### EXTRACTED RECORDS

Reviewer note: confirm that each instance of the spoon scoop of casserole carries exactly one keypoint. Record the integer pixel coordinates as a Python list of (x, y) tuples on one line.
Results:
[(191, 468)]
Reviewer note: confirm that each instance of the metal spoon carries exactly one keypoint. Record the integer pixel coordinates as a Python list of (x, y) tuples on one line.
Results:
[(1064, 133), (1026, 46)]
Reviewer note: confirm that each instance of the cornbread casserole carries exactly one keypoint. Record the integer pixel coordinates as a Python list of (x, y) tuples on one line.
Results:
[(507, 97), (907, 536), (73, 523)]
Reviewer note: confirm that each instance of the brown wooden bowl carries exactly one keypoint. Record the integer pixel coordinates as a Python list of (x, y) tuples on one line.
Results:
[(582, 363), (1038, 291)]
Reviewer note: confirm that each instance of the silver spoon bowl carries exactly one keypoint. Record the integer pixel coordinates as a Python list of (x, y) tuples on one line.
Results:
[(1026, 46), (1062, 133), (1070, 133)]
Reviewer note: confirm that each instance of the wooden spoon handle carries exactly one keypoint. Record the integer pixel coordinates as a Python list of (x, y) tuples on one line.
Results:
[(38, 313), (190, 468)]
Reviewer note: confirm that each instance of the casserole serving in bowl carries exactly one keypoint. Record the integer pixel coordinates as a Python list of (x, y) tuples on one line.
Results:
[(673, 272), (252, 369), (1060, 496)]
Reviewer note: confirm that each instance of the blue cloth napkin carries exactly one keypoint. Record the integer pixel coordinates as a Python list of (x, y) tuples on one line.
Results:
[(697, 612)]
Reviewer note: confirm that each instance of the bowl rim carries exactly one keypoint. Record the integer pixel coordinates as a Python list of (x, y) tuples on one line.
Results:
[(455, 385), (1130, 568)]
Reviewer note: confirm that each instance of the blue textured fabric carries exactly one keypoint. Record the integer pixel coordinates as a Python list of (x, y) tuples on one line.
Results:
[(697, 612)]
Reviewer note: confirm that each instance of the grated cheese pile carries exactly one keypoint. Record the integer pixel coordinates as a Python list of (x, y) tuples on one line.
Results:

### WORK TO COMPLETE
Reproduce every one of the records above verbatim, keeping each line and its order unchanged.

### OUTPUT
Reviewer note: confirm that each instance of the spoon scoop of casserole carries exactly one keypoint. Record the integer pixel coordinates as a Python list of (x, y) tuples on one line.
Results:
[(191, 468)]
Reviewer note: confirm that each instance of the metal spoon carries exactly one keypoint. Record the integer pixel coordinates as a Python list of (x, y) tuples on one line.
Results:
[(1064, 133), (1026, 46)]
Reviewer note: confirm that each instance of the cornbread casserole carries exactly one keypoint. Record the integer pixel coordinates as a Python list of (x, y) tuples on one line.
Results:
[(507, 97), (907, 536), (73, 523)]
Reviewer note: confirm that each instance of the brown wooden bowl carries exactly one keypoint. Record the integer pixel coordinates as a Python list of (x, y) tuples on one line.
Results:
[(582, 363), (1038, 291)]
Reviewer note: confirm that each instance of the silver spoon bowl carries exactly one keypoint. Record the integer pixel coordinates as a Python list of (x, y) tuples on one line.
Results:
[(1026, 46), (1062, 133), (1070, 133)]
Reviewer note: confirm that each instance of the wooden spoon handle carries exactly one keypoint. Record the integer pixel coordinates as a Python list of (x, y) tuples on one line.
Results:
[(38, 313), (190, 468)]
Reviewer note: confirm that each instance of the casserole serving in bowl carries exactly one keypoint. Record the integer pixel coordinates as a Python list of (x, y) tuples on one line.
Results:
[(673, 272), (252, 369), (1060, 496)]
Reviewer note: confirm that each instance of the blue cloth napkin carries exactly one keypoint. Record the integer pixel coordinates as a Python list of (x, y) tuples on one line.
Results:
[(697, 612)]
Reviewer note: confirm that each instance of the bowl rim carries exactly one keypoint. Record the integer pixel coordinates as a Python list of (x, y) tuples on one line.
Results:
[(455, 385), (1130, 568)]
Reviewer note: confirm that each instance of the blue textured fabric carries exactly one keypoint. Record the integer pixel coordinates as a Python list of (x, y) tuples on one line.
Results:
[(697, 612)]
Reviewer note: confirm that each instance of the grated cheese pile carries exactly one keypoint. Record the integer pixel coordinates as a Python list of (x, y) tuples on one line.
Results:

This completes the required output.